:: Extract to read ::
▽

Making a debut
The Geneva Motor Show is one of the biggest annual events on the global automotive calendar. For Europe it’s probably the most glamorous event with many car makers choosing to introduce key new models which often means new technology too. Let’s take a look at a few of this year’s debutants…
Ferrari chose to debut the new 488GTB (pictured) with its V8 turbo-charged engine and seven-speed transmission. The technology includes traction control and active damping, which is probably beneficial to keep control of 660bhp and 760Nm of torque. But if the engineering from the legendary ‘Prancing Horse’ [or the price tag – Ed] isn’t for you, Ford displayed the new GT.
Ford has been working hard on developing a carbon fibre strategy and its GT will show where it is in its research as it features a carbon fibre reinforced plastic (CFRP) monocoque with aluminium front and rear sub-frames, typical of many of today’s supercars. When it goes into production next year we can expect this car too to have in excess of 600bhp.

△

:: Information provided ::
▽

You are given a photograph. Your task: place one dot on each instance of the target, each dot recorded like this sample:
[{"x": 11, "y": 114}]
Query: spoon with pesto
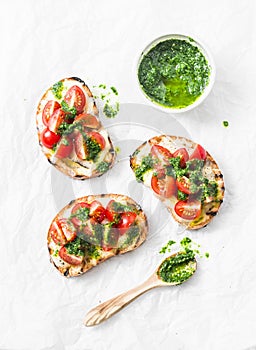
[{"x": 174, "y": 270}]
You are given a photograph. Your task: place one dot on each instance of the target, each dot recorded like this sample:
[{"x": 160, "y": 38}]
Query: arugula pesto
[
  {"x": 71, "y": 111},
  {"x": 178, "y": 268},
  {"x": 174, "y": 73}
]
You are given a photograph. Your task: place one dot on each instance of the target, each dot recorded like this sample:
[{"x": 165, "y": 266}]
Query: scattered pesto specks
[
  {"x": 167, "y": 247},
  {"x": 185, "y": 245},
  {"x": 108, "y": 99},
  {"x": 111, "y": 111}
]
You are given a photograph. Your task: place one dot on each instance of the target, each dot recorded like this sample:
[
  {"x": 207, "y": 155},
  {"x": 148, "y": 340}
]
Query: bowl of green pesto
[{"x": 175, "y": 73}]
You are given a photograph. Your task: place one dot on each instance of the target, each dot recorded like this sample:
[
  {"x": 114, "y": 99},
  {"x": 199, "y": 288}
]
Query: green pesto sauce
[
  {"x": 174, "y": 73},
  {"x": 111, "y": 110},
  {"x": 177, "y": 268},
  {"x": 146, "y": 164}
]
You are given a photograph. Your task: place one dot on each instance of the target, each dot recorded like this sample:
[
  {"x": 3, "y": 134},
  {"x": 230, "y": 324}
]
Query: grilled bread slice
[
  {"x": 92, "y": 229},
  {"x": 70, "y": 132},
  {"x": 182, "y": 175}
]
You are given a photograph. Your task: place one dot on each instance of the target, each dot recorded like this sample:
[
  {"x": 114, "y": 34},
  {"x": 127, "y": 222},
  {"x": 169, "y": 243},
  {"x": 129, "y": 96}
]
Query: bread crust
[
  {"x": 211, "y": 168},
  {"x": 70, "y": 270},
  {"x": 74, "y": 168}
]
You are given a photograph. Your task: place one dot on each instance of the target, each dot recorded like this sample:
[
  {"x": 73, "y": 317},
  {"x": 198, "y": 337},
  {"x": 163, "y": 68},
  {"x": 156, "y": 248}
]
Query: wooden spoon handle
[{"x": 107, "y": 309}]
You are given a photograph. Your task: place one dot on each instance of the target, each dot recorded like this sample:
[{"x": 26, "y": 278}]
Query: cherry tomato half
[
  {"x": 184, "y": 156},
  {"x": 68, "y": 229},
  {"x": 75, "y": 98},
  {"x": 198, "y": 153},
  {"x": 188, "y": 210},
  {"x": 127, "y": 219},
  {"x": 49, "y": 138},
  {"x": 65, "y": 148},
  {"x": 97, "y": 211},
  {"x": 70, "y": 258},
  {"x": 183, "y": 184},
  {"x": 49, "y": 109},
  {"x": 76, "y": 221},
  {"x": 165, "y": 187},
  {"x": 161, "y": 153},
  {"x": 98, "y": 138}
]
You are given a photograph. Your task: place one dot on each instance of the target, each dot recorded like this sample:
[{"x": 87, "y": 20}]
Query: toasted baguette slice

△

:: Instructions for the task ::
Reproduce the Geneva Motor Show text from "Making a debut" to "the new GT.", copying every word without change.

:: Task response ::
Making a debut
The Geneva Motor Show is one of the biggest annual events on the global automotive calendar. For Europe it’s probably the most glamorous event with many car makers choosing to introduce key new models which often means new technology too. Let’s take a look at a few of this year’s debutants…
Ferrari chose to debut the new 488GTB (pictured) with its V8 turbo-charged engine and seven-speed transmission. The technology includes traction control and active damping, which is probably beneficial to keep control of 660bhp and 760Nm of torque. But if the engineering from the legendary ‘Prancing Horse’ [or the price tag – Ed] isn’t for you, Ford displayed the new GT.